◆ Extracted records ◆
⟨

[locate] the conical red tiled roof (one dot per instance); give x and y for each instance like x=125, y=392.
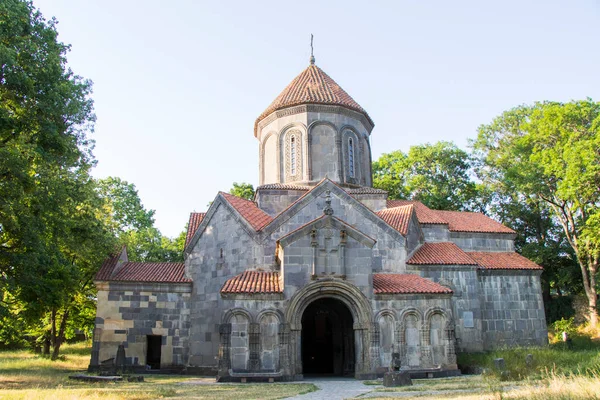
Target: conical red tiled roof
x=312, y=86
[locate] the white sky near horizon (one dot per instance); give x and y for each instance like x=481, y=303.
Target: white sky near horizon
x=179, y=84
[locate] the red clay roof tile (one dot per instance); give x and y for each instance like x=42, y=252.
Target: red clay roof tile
x=444, y=253
x=406, y=284
x=457, y=221
x=425, y=215
x=312, y=86
x=461, y=221
x=151, y=272
x=194, y=222
x=253, y=282
x=249, y=211
x=502, y=260
x=397, y=217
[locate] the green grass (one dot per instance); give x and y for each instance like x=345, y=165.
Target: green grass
x=583, y=359
x=24, y=375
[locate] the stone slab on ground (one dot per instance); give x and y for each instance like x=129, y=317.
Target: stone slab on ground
x=334, y=389
x=95, y=378
x=397, y=378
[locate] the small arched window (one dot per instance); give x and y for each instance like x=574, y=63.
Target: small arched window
x=293, y=155
x=351, y=157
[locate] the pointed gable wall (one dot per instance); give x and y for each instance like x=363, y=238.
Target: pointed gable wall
x=388, y=253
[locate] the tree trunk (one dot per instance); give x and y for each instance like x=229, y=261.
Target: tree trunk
x=60, y=335
x=592, y=308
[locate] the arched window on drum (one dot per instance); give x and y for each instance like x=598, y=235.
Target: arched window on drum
x=351, y=152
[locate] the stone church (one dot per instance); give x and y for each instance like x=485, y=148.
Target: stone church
x=320, y=273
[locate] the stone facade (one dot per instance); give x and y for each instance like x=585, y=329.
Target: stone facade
x=320, y=274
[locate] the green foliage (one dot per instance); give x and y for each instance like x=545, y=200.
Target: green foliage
x=124, y=205
x=243, y=190
x=437, y=175
x=582, y=359
x=564, y=325
x=133, y=224
x=548, y=152
x=53, y=231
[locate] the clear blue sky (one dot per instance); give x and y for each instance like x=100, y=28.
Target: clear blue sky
x=178, y=84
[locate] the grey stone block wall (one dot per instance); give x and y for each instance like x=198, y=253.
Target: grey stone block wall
x=466, y=305
x=375, y=202
x=352, y=260
x=389, y=252
x=483, y=241
x=209, y=268
x=275, y=201
x=512, y=308
x=127, y=313
x=419, y=327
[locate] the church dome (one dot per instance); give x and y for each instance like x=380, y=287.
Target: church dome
x=312, y=86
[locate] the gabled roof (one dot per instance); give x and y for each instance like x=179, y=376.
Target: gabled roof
x=312, y=86
x=406, y=284
x=502, y=260
x=444, y=253
x=425, y=215
x=151, y=272
x=461, y=221
x=289, y=186
x=194, y=222
x=397, y=217
x=256, y=217
x=457, y=221
x=282, y=186
x=327, y=221
x=337, y=190
x=253, y=282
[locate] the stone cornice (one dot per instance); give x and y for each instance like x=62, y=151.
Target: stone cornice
x=306, y=108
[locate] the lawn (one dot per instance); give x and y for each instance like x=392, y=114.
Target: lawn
x=556, y=373
x=24, y=375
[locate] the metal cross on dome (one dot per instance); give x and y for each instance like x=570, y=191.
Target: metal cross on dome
x=328, y=210
x=312, y=56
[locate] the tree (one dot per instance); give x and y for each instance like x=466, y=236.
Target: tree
x=243, y=190
x=124, y=205
x=52, y=228
x=436, y=174
x=133, y=224
x=549, y=151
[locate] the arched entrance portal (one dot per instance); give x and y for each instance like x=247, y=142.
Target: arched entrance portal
x=327, y=338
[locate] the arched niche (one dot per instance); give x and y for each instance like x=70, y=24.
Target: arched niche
x=356, y=303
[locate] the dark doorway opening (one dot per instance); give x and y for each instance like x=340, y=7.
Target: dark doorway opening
x=327, y=339
x=153, y=351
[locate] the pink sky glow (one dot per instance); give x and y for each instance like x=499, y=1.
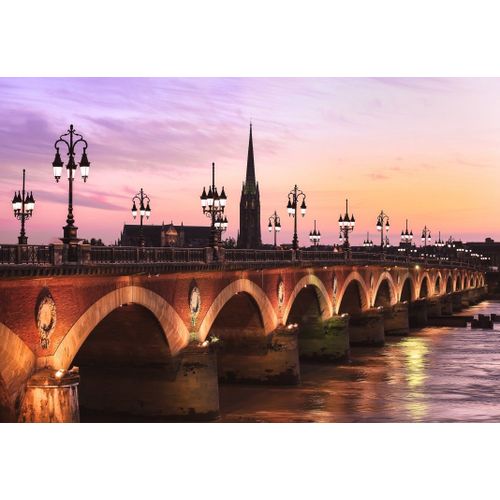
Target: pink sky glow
x=426, y=149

⟩

◆ Written problem ◆
Without including any picture, repeat the data exactly.

◆ Written answer ◆
[locate] the conical red tiled roof (one dot per instance); give x and y for each instance like x=125, y=392.
Target: conical red tiled roof
x=312, y=86
[locate] the white sky near horizon (one dot per instance); give x and y for each instance like x=481, y=303.
Target: white sky near horizon
x=179, y=84
[locate] the red clay roof tile (one dot per instance); give x and y for each instance like x=42, y=252.
Target: red clay roof tile
x=444, y=253
x=406, y=284
x=457, y=221
x=425, y=215
x=312, y=86
x=461, y=221
x=151, y=272
x=194, y=222
x=253, y=282
x=249, y=211
x=502, y=260
x=397, y=217
[locate] the green grass (one dot per instance); give x and y for each instance like x=345, y=165.
Target: green grass
x=583, y=359
x=24, y=375
[locate] the stone slab on ground (one dot per instance); give x and y for each instance like x=129, y=317.
Target: stone slab on ground
x=334, y=389
x=95, y=378
x=397, y=378
[locate] the small arched window (one dot per instance); give x and y for each instance like x=574, y=63.
Target: small arched window
x=293, y=155
x=351, y=157
[locate] the pointed gable wall (one dot per instance); give x and y for each instance like x=363, y=238.
Target: pointed gable wall
x=388, y=253
[locate] the tree trunk (one dot per instance); give x and y for each instance like x=229, y=261.
Target: tree trunk
x=60, y=335
x=592, y=308
[locate] the arched window on drum (one dot per instance); give x and y for each instance like x=598, y=235.
Target: arched window on drum
x=351, y=152
[locate] the stone church (one dot per instance); give x and y for each instance like x=485, y=148.
Target: stone church
x=320, y=273
[locate] the stone facade (one dot per instance); give x and y for each instance like x=585, y=329.
Target: stone facade
x=320, y=274
[locate] the green foliage (one dot per instance); give x and y for each instance like x=545, y=200.
Target: green foliage
x=124, y=205
x=243, y=190
x=437, y=175
x=582, y=359
x=564, y=325
x=133, y=224
x=548, y=152
x=53, y=231
[locate] the clear blue sky (one dot per instance); give x and y for each instance like x=100, y=28.
Target: clear blue sky
x=178, y=84
[locate] the grey stone block wall (one dot per instance); give x and y for each instance like x=198, y=253.
Target: grey stone block wall
x=466, y=305
x=375, y=202
x=352, y=260
x=389, y=252
x=483, y=241
x=209, y=268
x=275, y=201
x=512, y=308
x=127, y=313
x=419, y=327
[locate] the church dome (one dot per instance); give x and y for each instance like x=380, y=287.
Target: church dome
x=312, y=86
[locate] the gabled roof (one dot per instance); give x and y for each instance like x=179, y=376.
Target: gabled roof
x=312, y=86
x=406, y=284
x=502, y=260
x=444, y=253
x=425, y=215
x=151, y=272
x=461, y=221
x=289, y=186
x=194, y=222
x=397, y=217
x=256, y=217
x=457, y=221
x=282, y=186
x=327, y=221
x=337, y=190
x=253, y=282
[locate] the stone cornice (one dot per instance); give x and y for each instance like x=62, y=151.
Target: stone cornice
x=306, y=108
[locate] the lawn (one dot per instance); give x and y for each instance like x=392, y=114.
Target: lawn
x=556, y=373
x=24, y=375
[locate] the metal cross on dome (one dot per instance); give x and y for each instance like x=570, y=191.
Target: metal cross on dome
x=328, y=210
x=312, y=56
[locate] the tree (one dot per instance); give x and y for each instance like x=466, y=236.
Target: tree
x=243, y=190
x=124, y=205
x=52, y=228
x=436, y=174
x=133, y=224
x=549, y=151
[locate] the arched entrance portal (one dot per instance); give x and y for each instance like x=247, y=142.
Target: arched entrance portal
x=327, y=338
[locate] the arched niche (one dot per instance); give x and y for each instance like x=70, y=24.
Target: arched niche
x=356, y=303
[locate] the dark doorway opening (one dot per instance); give x and y for each instance like x=340, y=7.
Target: dark doorway opening
x=327, y=339
x=153, y=351
[locate] the pink sky glow (one dot per instance); give x and y for each instance like x=499, y=1.
Target: pink sky glow
x=426, y=149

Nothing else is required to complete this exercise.